Task requirements
A: Answer these questions using the passage on the math gender gap study.
(i) In which issue of Science does the study appear?
(ii) In which decades were the data behind the 1990 meta-analysis collected?
(iii) During which years did the differences in complex problem solving found by the 1990 meta-analysis appear?
B: Quote the part of the passage on the math gender gap study that opens with the words containing "Hyde et al. revisit" and closes with "the same findings.".

Provided text
------------------------
You’ve probably already heard the news last week that a study published in Science indicates that the gender gap between girls and boys in mathematical performance may be melting faster than the polar ice caps. The study, “Gender Similarities Characterize Math Performance” by Janet S. Hyde et al., appears in the July 25, 2008 issue of Science (behind a paywall). 
Hyde et al. revisit results of a meta-analysis published in 1990 (J. S. Hyde, E. Fennema, S. Lamon, Psychol. Bull. 107, 139 (1990).) that found negligible gender differences in math ability in the general population but significant differences (favoring boys) in complex problem solving that appeared during the high school years. This 1990 meta-analysis drew on data collected in the 1970s and 1980s. The present study asked whether more recent data would support the same findings.
------------------------
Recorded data

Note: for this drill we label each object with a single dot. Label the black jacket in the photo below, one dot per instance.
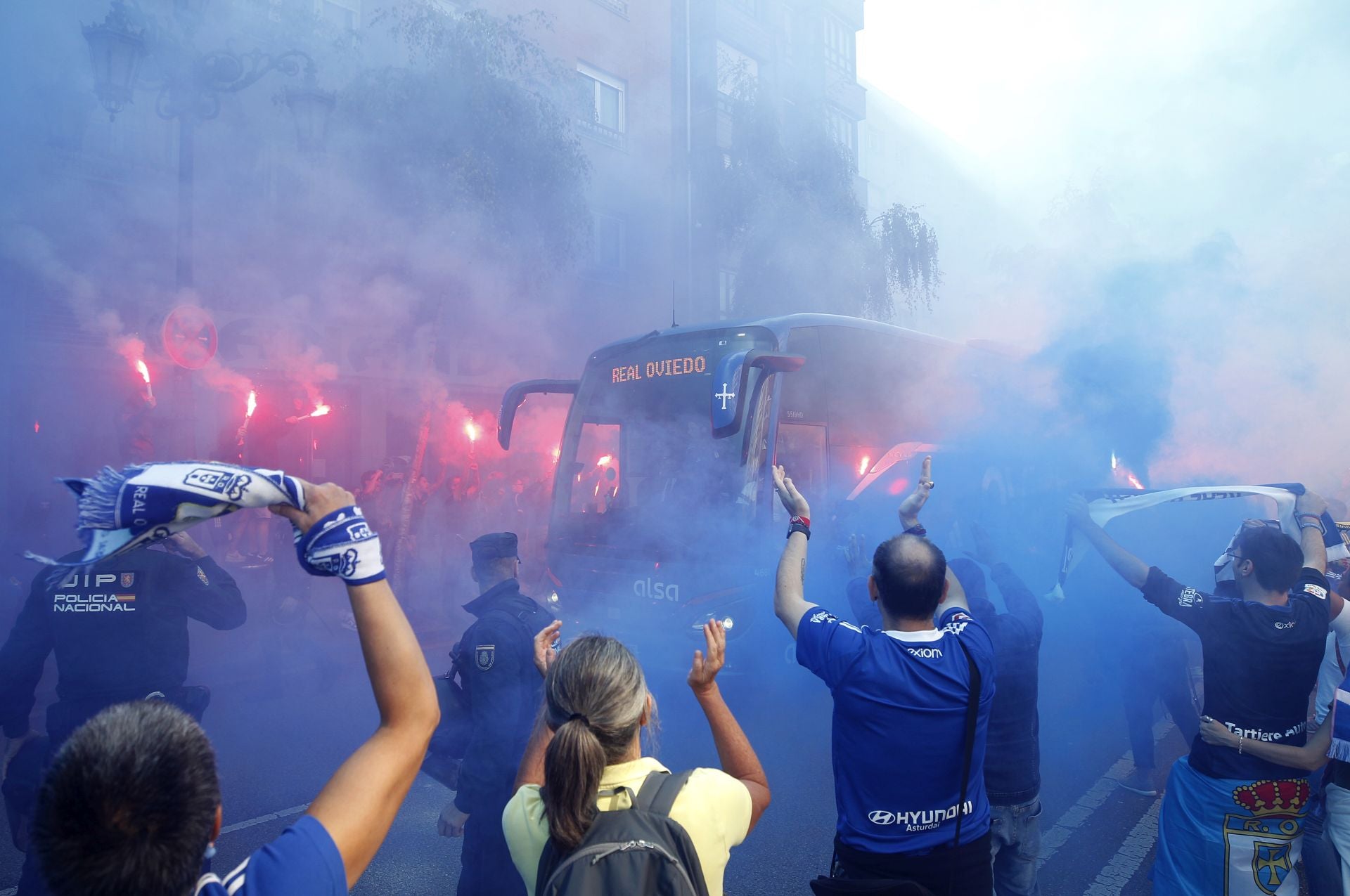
(119, 630)
(1012, 751)
(496, 663)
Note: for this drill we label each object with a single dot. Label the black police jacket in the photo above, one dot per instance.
(119, 630)
(496, 664)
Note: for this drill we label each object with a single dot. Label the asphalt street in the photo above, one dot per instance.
(290, 703)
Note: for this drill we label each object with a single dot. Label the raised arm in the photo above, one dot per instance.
(210, 592)
(733, 748)
(790, 586)
(1309, 510)
(1131, 567)
(1311, 756)
(358, 803)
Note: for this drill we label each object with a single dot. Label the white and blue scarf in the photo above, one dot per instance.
(120, 512)
(1341, 729)
(1109, 505)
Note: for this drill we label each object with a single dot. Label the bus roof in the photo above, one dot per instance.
(780, 325)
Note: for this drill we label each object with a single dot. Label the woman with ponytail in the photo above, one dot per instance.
(586, 749)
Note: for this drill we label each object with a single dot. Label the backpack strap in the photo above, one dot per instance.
(972, 713)
(659, 791)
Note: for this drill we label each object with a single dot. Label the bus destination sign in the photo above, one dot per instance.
(657, 369)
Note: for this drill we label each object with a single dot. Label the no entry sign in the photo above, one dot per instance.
(189, 337)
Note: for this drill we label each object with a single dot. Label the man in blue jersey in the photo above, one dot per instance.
(131, 803)
(905, 690)
(1232, 822)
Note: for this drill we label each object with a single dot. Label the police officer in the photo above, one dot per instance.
(496, 668)
(119, 630)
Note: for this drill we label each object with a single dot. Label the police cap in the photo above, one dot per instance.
(493, 547)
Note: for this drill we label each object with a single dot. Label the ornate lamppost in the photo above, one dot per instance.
(189, 83)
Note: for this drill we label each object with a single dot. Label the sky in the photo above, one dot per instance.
(1172, 186)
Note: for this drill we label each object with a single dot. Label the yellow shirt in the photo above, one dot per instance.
(713, 807)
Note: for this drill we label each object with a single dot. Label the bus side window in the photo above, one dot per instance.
(801, 453)
(757, 446)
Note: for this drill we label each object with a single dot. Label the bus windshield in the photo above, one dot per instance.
(639, 460)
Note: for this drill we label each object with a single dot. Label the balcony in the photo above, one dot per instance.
(601, 134)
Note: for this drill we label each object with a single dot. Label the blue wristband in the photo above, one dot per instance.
(342, 544)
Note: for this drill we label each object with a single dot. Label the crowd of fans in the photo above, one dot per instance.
(558, 795)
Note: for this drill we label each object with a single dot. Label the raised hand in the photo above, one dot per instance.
(915, 500)
(788, 493)
(544, 642)
(702, 676)
(184, 545)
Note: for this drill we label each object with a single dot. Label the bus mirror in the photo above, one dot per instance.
(731, 381)
(516, 394)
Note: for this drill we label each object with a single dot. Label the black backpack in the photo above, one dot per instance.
(641, 850)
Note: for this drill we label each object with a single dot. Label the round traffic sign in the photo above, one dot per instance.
(189, 337)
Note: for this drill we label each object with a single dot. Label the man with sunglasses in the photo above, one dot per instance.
(494, 663)
(1232, 822)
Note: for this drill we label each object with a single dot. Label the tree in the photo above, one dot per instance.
(475, 129)
(786, 204)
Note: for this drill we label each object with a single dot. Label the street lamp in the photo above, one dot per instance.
(311, 107)
(191, 85)
(117, 49)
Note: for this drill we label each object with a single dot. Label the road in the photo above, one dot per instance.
(289, 705)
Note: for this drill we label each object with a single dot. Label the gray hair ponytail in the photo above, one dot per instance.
(594, 696)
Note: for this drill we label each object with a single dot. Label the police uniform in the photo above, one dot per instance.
(119, 632)
(496, 665)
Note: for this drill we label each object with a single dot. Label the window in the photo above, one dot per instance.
(736, 72)
(609, 117)
(726, 292)
(839, 45)
(345, 14)
(598, 463)
(844, 130)
(608, 243)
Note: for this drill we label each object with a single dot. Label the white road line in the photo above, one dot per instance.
(1074, 817)
(269, 817)
(1126, 862)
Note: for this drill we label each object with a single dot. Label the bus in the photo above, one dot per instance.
(663, 504)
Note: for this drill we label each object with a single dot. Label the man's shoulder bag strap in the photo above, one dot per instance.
(972, 713)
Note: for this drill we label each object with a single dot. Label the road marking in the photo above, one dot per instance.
(1126, 862)
(269, 817)
(1072, 819)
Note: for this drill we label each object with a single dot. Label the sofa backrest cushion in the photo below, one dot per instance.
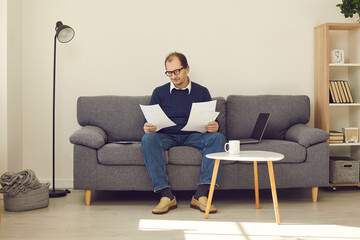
(121, 117)
(285, 110)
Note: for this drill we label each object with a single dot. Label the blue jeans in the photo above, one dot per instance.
(154, 145)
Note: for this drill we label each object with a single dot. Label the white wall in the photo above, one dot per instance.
(233, 47)
(3, 87)
(14, 86)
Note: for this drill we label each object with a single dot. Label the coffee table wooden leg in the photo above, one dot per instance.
(212, 187)
(273, 191)
(256, 184)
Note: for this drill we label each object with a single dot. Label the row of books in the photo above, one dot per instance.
(336, 137)
(340, 92)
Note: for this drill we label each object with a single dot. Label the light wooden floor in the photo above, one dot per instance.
(124, 215)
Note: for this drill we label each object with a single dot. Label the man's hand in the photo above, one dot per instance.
(212, 126)
(148, 127)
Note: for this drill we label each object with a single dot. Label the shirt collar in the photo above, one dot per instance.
(188, 87)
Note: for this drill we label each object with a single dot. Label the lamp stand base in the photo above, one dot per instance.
(57, 193)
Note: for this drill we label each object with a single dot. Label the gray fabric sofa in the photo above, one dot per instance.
(108, 156)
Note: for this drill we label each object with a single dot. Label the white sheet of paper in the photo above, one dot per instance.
(201, 114)
(156, 116)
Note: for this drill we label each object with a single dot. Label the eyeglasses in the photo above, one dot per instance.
(176, 72)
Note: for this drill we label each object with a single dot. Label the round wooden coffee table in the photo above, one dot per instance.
(248, 156)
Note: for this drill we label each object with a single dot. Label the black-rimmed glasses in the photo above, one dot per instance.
(176, 72)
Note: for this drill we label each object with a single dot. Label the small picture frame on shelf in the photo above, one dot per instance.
(337, 56)
(351, 135)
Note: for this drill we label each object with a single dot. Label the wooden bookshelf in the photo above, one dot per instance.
(334, 116)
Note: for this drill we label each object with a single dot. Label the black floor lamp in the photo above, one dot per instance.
(64, 34)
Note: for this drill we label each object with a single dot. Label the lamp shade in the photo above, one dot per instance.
(64, 33)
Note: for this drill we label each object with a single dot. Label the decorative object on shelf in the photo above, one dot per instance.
(64, 34)
(351, 134)
(349, 8)
(339, 92)
(337, 56)
(336, 137)
(344, 170)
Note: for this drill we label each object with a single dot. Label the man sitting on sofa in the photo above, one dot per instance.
(176, 98)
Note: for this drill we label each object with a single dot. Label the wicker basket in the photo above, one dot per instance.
(34, 199)
(344, 170)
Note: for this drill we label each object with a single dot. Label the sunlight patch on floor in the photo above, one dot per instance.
(210, 230)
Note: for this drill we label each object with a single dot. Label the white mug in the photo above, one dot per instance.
(234, 147)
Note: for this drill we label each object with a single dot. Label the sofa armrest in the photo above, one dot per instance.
(89, 136)
(305, 135)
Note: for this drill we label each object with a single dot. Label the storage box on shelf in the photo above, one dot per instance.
(335, 116)
(344, 170)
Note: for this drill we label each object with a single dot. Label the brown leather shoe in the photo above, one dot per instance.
(201, 204)
(165, 205)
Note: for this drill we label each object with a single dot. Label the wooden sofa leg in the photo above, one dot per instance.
(314, 192)
(87, 197)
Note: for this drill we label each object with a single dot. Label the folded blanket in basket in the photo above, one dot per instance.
(23, 181)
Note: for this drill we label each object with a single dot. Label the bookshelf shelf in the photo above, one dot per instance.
(335, 116)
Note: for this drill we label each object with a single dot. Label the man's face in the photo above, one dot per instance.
(180, 80)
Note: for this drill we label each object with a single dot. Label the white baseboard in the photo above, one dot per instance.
(59, 183)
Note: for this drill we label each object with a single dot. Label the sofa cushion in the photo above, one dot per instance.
(123, 154)
(292, 151)
(184, 155)
(119, 116)
(286, 111)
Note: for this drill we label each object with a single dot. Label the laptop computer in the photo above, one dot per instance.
(258, 130)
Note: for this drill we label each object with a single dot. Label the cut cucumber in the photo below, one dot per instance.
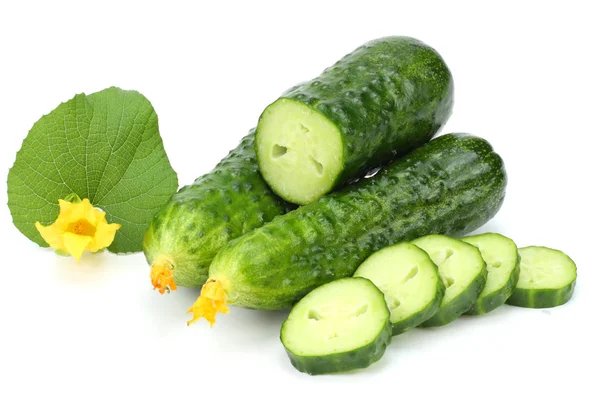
(502, 259)
(382, 100)
(340, 326)
(299, 142)
(410, 282)
(463, 272)
(547, 278)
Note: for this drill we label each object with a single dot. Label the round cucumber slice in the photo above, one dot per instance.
(340, 326)
(547, 278)
(502, 260)
(410, 282)
(297, 141)
(463, 272)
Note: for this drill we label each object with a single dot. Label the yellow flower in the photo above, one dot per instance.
(79, 227)
(161, 275)
(211, 301)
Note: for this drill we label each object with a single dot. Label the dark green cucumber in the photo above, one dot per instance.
(502, 260)
(547, 278)
(380, 101)
(451, 185)
(340, 326)
(200, 218)
(410, 282)
(463, 272)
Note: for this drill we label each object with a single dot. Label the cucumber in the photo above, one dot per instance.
(502, 260)
(463, 272)
(383, 99)
(409, 280)
(202, 217)
(547, 278)
(451, 185)
(340, 326)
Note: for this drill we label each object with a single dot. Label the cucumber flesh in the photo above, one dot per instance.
(340, 326)
(410, 282)
(463, 272)
(547, 278)
(502, 260)
(300, 142)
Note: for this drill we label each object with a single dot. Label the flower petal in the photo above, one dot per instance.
(76, 244)
(105, 234)
(52, 234)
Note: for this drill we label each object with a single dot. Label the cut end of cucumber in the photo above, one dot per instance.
(545, 268)
(338, 317)
(299, 150)
(409, 281)
(547, 278)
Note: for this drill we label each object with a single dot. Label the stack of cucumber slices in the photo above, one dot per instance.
(347, 324)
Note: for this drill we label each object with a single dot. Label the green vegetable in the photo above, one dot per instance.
(409, 280)
(341, 326)
(547, 278)
(451, 185)
(105, 147)
(383, 99)
(202, 217)
(463, 272)
(502, 260)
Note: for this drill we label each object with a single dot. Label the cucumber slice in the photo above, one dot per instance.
(340, 326)
(463, 272)
(298, 141)
(410, 282)
(502, 260)
(547, 278)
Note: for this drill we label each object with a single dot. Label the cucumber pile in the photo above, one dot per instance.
(295, 219)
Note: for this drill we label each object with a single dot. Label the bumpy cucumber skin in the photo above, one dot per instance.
(541, 298)
(425, 315)
(493, 300)
(451, 185)
(361, 357)
(387, 97)
(201, 218)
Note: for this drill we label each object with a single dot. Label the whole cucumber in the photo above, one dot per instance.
(202, 217)
(450, 186)
(380, 101)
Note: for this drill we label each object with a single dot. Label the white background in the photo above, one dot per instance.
(526, 77)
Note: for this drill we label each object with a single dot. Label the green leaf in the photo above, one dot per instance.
(105, 147)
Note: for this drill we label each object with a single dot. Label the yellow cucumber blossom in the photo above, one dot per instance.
(211, 301)
(161, 275)
(79, 227)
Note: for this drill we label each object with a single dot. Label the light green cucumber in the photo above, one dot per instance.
(463, 272)
(502, 261)
(410, 282)
(340, 326)
(451, 185)
(547, 278)
(385, 98)
(201, 218)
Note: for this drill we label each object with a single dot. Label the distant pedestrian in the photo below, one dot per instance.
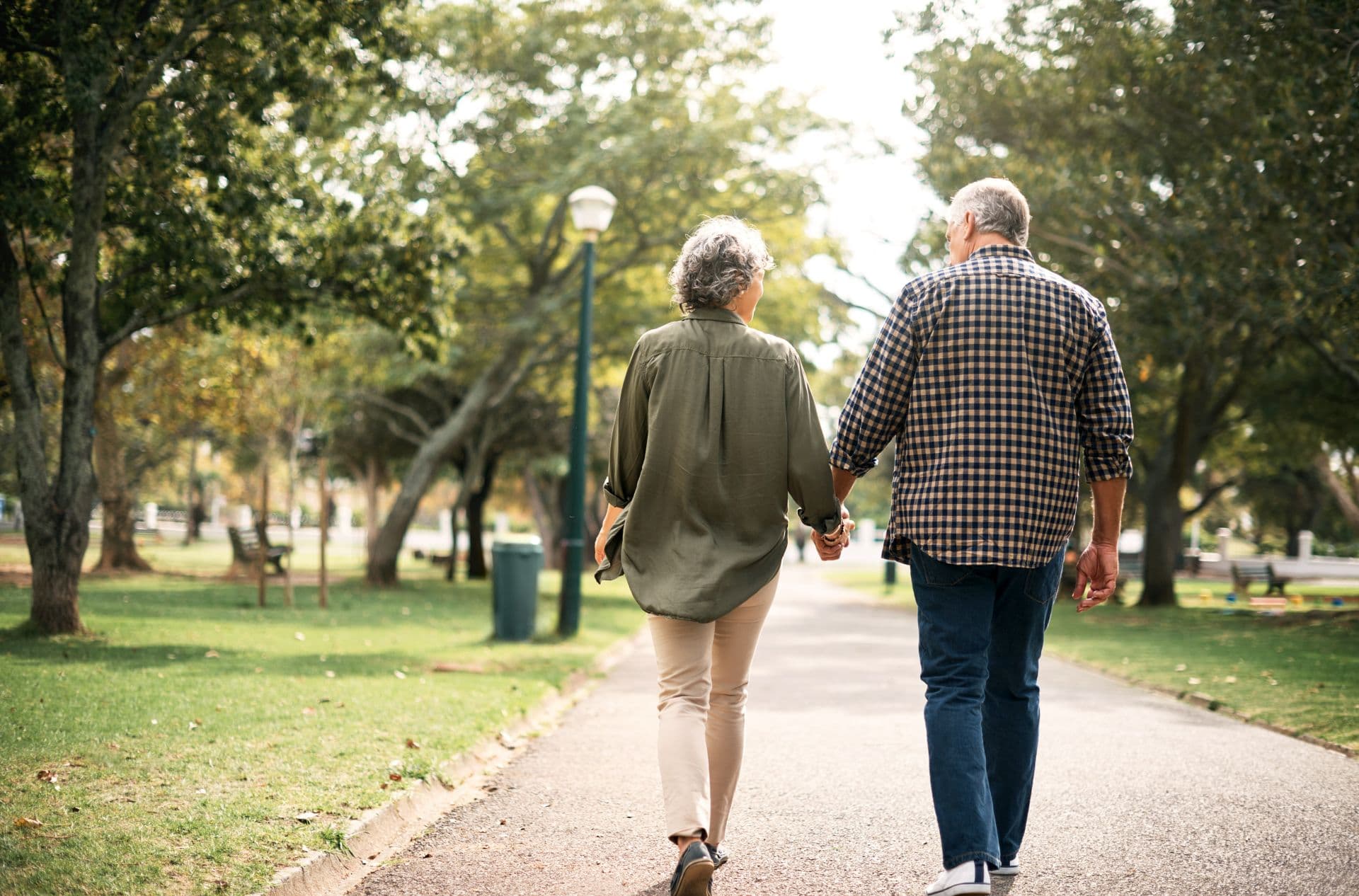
(997, 377)
(715, 430)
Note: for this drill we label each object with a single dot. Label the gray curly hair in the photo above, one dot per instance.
(997, 206)
(718, 263)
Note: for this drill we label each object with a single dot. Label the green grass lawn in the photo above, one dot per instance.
(210, 556)
(1298, 671)
(193, 728)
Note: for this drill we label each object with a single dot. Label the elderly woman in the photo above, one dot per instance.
(715, 429)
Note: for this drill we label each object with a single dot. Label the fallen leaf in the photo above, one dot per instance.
(459, 667)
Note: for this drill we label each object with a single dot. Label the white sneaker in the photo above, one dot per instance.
(969, 878)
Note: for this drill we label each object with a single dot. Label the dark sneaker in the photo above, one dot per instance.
(694, 873)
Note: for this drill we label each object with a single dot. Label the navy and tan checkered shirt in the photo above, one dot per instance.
(994, 376)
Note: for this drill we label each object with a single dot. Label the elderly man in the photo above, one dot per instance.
(995, 377)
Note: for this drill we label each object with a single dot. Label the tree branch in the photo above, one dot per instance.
(140, 320)
(396, 407)
(1212, 491)
(1334, 361)
(1090, 251)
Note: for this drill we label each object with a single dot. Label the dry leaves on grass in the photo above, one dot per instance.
(459, 667)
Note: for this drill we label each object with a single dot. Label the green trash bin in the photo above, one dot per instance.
(514, 587)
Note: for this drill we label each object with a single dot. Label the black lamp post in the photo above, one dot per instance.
(313, 444)
(592, 209)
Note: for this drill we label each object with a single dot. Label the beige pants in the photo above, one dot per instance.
(704, 670)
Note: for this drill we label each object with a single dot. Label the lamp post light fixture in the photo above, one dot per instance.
(592, 209)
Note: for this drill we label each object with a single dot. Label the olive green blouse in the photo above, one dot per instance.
(715, 429)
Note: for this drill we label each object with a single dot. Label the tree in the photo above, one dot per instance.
(620, 93)
(1173, 168)
(146, 140)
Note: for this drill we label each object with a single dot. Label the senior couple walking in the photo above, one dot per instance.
(998, 379)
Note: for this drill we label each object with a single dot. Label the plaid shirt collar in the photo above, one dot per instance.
(1002, 251)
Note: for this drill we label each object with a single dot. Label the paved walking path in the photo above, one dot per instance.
(1137, 794)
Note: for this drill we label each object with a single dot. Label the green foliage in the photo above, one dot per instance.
(189, 732)
(1193, 172)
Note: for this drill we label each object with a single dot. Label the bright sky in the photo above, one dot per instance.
(874, 200)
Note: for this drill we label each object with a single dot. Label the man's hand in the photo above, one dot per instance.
(830, 548)
(1097, 568)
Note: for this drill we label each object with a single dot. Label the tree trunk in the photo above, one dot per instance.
(1346, 498)
(1165, 519)
(193, 513)
(56, 581)
(546, 517)
(372, 481)
(476, 519)
(117, 547)
(432, 454)
(57, 512)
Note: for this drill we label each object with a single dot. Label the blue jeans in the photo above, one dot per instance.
(980, 638)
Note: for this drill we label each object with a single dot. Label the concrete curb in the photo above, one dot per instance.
(384, 831)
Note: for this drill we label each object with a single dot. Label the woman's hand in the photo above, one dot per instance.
(605, 528)
(600, 541)
(831, 544)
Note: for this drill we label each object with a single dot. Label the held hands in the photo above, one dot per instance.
(1097, 568)
(831, 546)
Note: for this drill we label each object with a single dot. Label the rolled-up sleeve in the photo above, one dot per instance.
(877, 406)
(629, 432)
(809, 475)
(1104, 411)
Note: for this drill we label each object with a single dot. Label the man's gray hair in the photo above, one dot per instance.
(718, 263)
(997, 206)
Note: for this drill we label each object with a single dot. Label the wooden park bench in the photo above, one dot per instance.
(245, 550)
(1242, 574)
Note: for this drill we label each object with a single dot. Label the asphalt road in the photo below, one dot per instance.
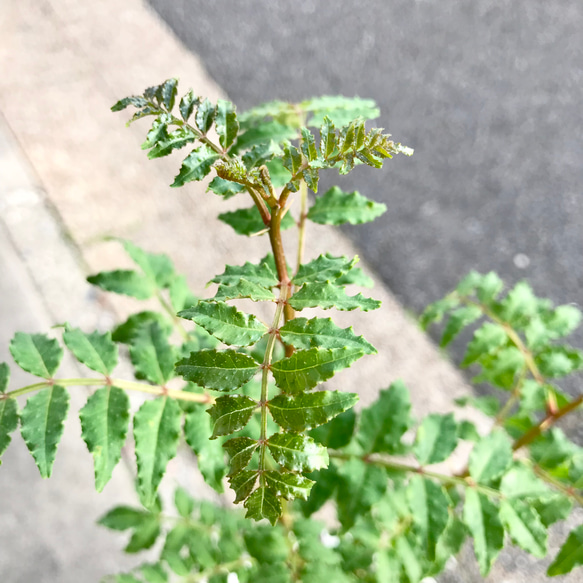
------------------------
The answers
A:
(i) The July 25, 2008 issue.
(ii) The 1970s and 1980s.
(iii) The high school years.

B:
Hyde et al. revisit results of a meta-analysis published in 1990 (J. S. Hyde, E. Fennema, S. Lamon, Psychol. Bull. 107, 139 (1990).) that found negligible gender differences in math ability in the general population but significant differences (favoring boys) in complex problem solving that appeared during the high school years. This 1990 meta-analysis drew on data collected in the 1970s and 1980s. The present study asked whether more recent data would support the same findings.